### SHORT EXERCISE
Gather every line of the records below that contains the word "green". Treat uppercase and lowercase as different.

### AVAILABLE DATA
———
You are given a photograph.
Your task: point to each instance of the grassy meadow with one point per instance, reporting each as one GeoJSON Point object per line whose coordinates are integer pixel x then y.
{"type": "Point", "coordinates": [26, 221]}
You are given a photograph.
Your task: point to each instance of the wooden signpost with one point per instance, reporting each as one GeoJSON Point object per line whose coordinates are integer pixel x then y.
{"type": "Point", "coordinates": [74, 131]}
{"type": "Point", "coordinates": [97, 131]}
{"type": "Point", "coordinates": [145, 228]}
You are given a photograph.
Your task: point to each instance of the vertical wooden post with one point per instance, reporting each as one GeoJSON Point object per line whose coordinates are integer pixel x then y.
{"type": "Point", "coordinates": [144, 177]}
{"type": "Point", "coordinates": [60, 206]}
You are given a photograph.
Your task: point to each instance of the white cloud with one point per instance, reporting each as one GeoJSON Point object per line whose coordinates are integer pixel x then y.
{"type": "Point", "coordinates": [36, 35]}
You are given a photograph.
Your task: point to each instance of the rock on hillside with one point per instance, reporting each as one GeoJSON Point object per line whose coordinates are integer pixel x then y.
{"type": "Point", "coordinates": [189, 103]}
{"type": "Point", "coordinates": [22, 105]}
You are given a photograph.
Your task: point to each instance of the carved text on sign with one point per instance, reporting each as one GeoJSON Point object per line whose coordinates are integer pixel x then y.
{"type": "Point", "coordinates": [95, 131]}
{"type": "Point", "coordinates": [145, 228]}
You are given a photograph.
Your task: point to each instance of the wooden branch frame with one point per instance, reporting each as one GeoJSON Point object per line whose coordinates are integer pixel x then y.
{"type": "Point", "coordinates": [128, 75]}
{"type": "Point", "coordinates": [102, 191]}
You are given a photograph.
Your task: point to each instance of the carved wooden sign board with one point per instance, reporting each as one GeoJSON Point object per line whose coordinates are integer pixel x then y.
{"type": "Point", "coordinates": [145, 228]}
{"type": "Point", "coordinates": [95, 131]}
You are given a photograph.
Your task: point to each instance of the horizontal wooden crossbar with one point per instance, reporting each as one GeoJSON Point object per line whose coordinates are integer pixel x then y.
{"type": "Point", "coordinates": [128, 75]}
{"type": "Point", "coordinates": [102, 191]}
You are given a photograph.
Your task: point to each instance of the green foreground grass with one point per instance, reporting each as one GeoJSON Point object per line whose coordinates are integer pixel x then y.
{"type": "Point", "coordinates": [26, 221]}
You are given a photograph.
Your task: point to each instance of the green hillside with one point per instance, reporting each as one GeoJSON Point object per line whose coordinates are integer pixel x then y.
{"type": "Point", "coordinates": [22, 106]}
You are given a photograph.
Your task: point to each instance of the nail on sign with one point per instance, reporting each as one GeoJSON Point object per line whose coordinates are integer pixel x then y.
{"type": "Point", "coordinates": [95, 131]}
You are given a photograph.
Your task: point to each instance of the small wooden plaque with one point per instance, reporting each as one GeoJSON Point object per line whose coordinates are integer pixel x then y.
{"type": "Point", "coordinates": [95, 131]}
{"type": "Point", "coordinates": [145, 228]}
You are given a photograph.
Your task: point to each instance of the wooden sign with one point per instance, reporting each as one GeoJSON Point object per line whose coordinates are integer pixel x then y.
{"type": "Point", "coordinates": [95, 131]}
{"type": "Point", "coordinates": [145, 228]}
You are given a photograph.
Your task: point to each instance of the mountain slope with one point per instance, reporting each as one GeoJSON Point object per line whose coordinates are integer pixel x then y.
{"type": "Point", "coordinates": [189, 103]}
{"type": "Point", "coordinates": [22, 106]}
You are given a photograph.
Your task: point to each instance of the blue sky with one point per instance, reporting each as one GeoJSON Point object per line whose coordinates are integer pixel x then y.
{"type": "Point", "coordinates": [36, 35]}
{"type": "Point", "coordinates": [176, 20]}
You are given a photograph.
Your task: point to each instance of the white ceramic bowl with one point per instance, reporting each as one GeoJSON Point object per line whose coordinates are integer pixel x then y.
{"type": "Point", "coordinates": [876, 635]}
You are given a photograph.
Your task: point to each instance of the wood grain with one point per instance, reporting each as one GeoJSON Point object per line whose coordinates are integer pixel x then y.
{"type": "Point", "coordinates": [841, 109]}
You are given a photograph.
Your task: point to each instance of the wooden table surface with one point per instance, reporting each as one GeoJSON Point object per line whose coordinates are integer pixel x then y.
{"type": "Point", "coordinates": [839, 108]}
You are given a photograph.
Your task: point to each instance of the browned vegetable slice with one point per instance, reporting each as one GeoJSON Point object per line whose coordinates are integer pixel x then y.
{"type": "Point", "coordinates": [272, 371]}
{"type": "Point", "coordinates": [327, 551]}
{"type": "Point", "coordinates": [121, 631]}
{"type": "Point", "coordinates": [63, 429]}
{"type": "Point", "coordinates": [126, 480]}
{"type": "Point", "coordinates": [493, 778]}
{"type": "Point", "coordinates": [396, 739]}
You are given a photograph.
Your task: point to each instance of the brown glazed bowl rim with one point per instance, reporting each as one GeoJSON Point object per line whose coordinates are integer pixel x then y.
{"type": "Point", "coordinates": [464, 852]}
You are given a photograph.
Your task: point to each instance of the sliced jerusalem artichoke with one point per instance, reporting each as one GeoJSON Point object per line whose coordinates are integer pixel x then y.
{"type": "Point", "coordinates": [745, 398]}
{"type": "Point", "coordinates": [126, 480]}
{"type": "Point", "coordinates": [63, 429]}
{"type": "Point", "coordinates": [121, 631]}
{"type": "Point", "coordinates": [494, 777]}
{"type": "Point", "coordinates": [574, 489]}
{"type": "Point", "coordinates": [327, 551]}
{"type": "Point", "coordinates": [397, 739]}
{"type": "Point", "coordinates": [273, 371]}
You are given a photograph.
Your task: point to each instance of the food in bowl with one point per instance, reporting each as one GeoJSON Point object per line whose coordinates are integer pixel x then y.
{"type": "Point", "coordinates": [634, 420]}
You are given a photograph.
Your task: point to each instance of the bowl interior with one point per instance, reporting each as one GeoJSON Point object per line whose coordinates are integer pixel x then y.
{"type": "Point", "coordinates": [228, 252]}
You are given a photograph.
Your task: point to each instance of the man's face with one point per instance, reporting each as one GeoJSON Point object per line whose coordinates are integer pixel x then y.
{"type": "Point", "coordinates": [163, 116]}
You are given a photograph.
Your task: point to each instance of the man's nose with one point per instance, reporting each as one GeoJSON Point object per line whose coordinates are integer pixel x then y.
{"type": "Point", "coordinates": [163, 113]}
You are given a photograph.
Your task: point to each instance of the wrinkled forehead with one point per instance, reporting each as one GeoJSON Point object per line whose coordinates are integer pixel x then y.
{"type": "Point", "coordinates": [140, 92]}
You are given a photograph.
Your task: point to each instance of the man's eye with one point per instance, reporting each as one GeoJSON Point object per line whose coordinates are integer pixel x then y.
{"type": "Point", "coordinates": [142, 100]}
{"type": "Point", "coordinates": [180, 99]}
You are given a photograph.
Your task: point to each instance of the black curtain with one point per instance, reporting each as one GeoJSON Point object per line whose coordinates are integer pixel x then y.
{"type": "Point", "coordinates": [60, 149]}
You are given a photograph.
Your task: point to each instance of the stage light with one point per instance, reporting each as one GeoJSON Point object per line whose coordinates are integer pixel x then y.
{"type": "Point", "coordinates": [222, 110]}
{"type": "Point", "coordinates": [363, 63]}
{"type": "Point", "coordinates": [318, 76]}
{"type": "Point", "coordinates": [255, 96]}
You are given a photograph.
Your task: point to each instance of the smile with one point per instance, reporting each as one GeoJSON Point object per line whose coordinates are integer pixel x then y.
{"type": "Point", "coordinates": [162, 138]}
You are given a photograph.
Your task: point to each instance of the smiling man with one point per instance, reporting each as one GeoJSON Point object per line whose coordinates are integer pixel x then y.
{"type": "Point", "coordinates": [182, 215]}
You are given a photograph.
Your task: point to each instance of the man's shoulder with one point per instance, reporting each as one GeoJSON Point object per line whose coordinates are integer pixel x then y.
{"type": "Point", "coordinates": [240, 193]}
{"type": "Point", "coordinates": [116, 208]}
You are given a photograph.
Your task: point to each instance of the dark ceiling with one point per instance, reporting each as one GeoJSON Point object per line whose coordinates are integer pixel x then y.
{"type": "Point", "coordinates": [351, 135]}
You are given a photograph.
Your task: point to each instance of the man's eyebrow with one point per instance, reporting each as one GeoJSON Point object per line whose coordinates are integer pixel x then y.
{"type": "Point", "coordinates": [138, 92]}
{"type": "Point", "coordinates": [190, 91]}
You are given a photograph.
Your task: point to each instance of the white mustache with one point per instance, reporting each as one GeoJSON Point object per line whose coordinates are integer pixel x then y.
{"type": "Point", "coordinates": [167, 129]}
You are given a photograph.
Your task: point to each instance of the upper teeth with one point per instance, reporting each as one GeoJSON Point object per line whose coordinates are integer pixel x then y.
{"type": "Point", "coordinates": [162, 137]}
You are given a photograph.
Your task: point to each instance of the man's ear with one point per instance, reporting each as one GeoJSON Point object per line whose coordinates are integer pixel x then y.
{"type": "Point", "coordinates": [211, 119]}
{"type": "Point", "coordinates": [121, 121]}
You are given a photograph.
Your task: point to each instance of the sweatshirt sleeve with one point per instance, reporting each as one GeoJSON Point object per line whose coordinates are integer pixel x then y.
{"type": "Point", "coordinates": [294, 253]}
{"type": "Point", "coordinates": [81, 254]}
———
### SOLUTION
Your task: point to each instance of the green foreground grass with one point per instance, reporting each as one GeoJSON Point object per line whose coordinates are integer pixel x then y.
Your task: point to each instance of the green hillside with one point per instance, reporting each as one GeoJSON Point object per line whose coordinates are integer pixel x then y.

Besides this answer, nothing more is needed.